## What is needed
Select every line in the data below that contains the word "plastic", and copy each one. Case matters.

## start Stored rows

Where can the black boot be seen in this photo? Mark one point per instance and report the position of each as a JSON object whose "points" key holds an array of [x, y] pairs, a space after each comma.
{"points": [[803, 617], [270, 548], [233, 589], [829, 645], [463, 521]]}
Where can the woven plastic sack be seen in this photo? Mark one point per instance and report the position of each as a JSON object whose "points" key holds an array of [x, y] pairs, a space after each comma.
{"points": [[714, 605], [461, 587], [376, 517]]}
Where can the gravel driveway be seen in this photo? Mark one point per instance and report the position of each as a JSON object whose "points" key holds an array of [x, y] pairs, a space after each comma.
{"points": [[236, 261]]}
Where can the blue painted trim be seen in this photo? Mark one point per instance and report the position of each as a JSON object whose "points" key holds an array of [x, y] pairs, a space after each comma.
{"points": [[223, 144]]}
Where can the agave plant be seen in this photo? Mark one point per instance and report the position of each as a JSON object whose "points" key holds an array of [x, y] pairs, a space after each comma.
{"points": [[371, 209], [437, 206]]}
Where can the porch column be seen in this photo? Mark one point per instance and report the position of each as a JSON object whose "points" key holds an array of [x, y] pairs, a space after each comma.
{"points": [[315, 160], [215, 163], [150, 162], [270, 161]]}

## end Stored rows
## start Stored rows

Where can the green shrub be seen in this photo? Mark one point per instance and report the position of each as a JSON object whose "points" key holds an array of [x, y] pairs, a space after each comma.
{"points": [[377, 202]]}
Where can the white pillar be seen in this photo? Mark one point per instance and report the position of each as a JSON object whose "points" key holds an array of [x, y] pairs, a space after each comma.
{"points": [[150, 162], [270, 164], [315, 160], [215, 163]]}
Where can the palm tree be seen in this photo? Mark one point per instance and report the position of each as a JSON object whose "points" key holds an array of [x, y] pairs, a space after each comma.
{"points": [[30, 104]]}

## end Stored rows

## Solution to this problem
Where can the woven plastic sack be seen in this photo? Mark one point per instance and report the position of each as a JSON object whose "points" key holds an array of [x, y] pairs, a space after each comma.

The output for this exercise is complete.